*EXERCISE DETAILS*: Convert every line of the records below into a Markdown table with the columns Row and Line, skipping blank lines and leaving out the pictures.

*RECORDS FOR PROCESSING*:
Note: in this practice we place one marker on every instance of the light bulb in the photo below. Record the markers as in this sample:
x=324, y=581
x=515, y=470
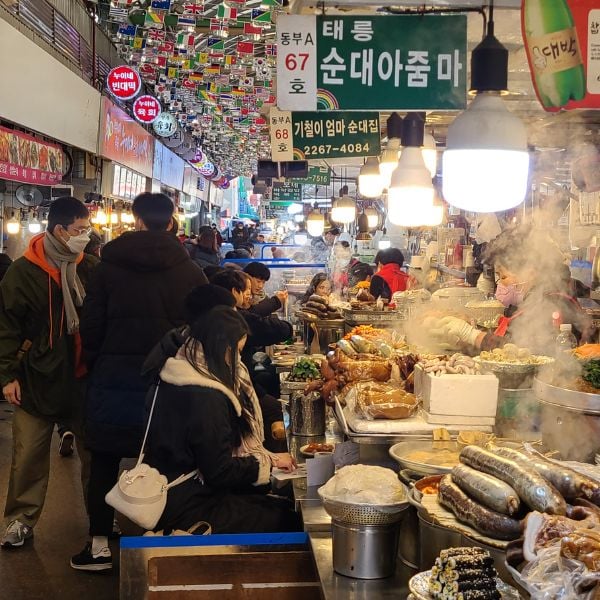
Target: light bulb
x=34, y=226
x=101, y=217
x=315, y=223
x=389, y=161
x=344, y=210
x=384, y=243
x=370, y=180
x=300, y=238
x=411, y=192
x=486, y=164
x=372, y=217
x=429, y=152
x=13, y=226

*COMPLETED EXERCISE*:
| Row | Line |
|---|---|
| 1 | Note: in this practice we place one marker on every instance of the light bulb in the photo below. Record the markers as in this sample: |
| 2 | x=324, y=581 |
| 3 | x=515, y=470 |
| 4 | Target: light bulb |
| 5 | x=34, y=226 |
| 6 | x=101, y=217 |
| 7 | x=315, y=223 |
| 8 | x=389, y=161 |
| 9 | x=344, y=210 |
| 10 | x=384, y=243 |
| 11 | x=370, y=180 |
| 12 | x=300, y=238 |
| 13 | x=411, y=192 |
| 14 | x=486, y=164 |
| 15 | x=372, y=217 |
| 16 | x=429, y=152 |
| 17 | x=13, y=226 |